Por supuesto que la revolución despertó a la clase obrera a la vida política y a la participación. La autoridad moral y política que tenían Fidel y el Che era impresionante y las masas cubanas realmente vivieron el proceso revolucionario. El entusiasmo revolucionario incluso se manifestó con más claridad después de la victoria de la guerrilla y en todo el proceso de enfrentamiento con el imperialismo que desembocó en las nacionalizaciones y la derrota de la invasión imperialista. Es incuestionable la tremenda base de apoyo social que tenía el régimen instaurado por los guerrilleros. Pero todo eso por sí mismo, no significaba que en Cuba existiese un régimen de democracia obrera como en los primeros años de la Revolución Rusa, un régimen que fue producto directo del papel que jugó la clase obrera en el período anterior al derrocamiento del capitalismo.

En 1959, el régimen existente en la URSS ya no tenía nada que ver con el que existía en vida de Lenin, de 1917 a 1924. En ese año, ya hacía tiempo que la III Intencional -que había sido una de las contribuciones políticas más importantes de la Revolución Rusa y de Lenin al socialismo mundial- estaba disuelta por Stalin. Al fin y al cabo ¿qué sentido tenía si era posible alcanzar el socialismo “en un solo país”?

....

### Tareas del ejercicio
A. Según el texto sobre la Revolución cubana, ¿entre qué años existió en la URSS el régimen de la época de Lenin?
B. Continúe el texto sobre la Revolución cubana a partir de su última oración.

### Conjunto de datos

....

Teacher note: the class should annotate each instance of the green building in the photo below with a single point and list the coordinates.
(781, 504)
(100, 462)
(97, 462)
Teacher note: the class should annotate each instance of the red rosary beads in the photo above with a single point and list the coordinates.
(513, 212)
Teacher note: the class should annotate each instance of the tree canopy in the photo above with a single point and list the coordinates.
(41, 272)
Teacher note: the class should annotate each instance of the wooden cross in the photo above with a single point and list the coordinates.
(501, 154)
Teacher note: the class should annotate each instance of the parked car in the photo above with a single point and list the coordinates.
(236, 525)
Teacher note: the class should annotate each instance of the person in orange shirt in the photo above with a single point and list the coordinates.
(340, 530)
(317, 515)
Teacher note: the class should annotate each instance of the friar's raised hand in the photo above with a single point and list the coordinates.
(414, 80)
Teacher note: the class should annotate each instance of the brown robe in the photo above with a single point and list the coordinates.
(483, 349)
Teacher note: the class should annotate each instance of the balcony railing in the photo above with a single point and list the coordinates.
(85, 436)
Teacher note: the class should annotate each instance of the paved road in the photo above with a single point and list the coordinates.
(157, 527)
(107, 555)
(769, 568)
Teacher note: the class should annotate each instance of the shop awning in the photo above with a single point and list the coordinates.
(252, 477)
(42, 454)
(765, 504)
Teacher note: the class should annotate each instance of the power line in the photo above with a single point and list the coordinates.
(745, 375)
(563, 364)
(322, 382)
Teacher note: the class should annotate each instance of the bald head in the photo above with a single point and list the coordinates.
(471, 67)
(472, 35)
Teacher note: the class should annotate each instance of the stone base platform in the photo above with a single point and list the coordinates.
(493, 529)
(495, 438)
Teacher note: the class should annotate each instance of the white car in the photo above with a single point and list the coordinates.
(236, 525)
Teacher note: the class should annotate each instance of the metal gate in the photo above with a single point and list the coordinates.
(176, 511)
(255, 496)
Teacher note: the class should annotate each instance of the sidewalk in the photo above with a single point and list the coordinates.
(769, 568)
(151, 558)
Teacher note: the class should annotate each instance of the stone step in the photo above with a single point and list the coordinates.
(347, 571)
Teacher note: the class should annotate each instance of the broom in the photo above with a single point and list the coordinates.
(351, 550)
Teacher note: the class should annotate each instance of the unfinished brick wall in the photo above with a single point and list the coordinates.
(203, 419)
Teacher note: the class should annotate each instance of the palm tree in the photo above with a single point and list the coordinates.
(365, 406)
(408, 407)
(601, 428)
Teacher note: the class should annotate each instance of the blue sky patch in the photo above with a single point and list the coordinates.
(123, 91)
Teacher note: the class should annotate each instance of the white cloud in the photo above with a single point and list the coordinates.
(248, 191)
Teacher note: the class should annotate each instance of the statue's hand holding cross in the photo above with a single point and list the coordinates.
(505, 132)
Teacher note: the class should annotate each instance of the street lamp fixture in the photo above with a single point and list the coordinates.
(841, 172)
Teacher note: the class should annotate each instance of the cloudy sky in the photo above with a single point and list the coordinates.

....

### Resultados del ejercicio
A. De 1917 a 1924.

B.
Si algo pudo transmitir a la Revolución Cubana la burocracia rusa no fueron las tradiciones bolcheviques, sino las deformaciones burocráticas que condujeron a la destrucción del último vestigio de la Revolución Rusa, la economía planificada. Para los bolcheviques el partido era un instrumento de organización e intervención fundamental. Sin el partido bolchevique incluso el papel de los sóviets, los órganos de participación democrática de los trabajadores durante el período de doble poder y de los primeros años de auténtica democracia soviética, hubiese sido distinto. Además, el partido era un marco de debate permanente y democrático. El debate, e incluso las discrepancias, nunca fueron sinónimo de desorganización, esa era la gran virtud del centralismo democrático.

En contraste con la trayectoria y el papel del Partido Bolchevique, la dirección del PSP jugó un rol lamentable. El nuevo Partido Comunista Cubano no se funda hasta siete años después de la revolución y hasta 1976, según la propia historiografía oficial, no se crean los órganos de Poder Popular. En Rusia, antes del derrocamiento del capitalismo, ya existían los sóviets, que eran organismos de poder obrero, y que constituyeron luego la base del nuevo Estado. De alguna manera, la Revolución Cubana pagó un precio por su audacia, por un hecho realmente peculiar: el capitalismo fue abolido en la Isla sin que la clase obrera jugase un papel de dirección y sin que al frente del proceso revolucionario existiese un partido de tipo bolchevique, sino un movimiento de carácter democrático revolucionario, basado fundamentalmente en el campesinado pobre. A pesar del carácter incuestionablemente progresista que tuvo la Revolución Cubana, su propio desarrollo peculiar favoreció que se cristalizase una burocracia mucho más rápidamente que en Rusia.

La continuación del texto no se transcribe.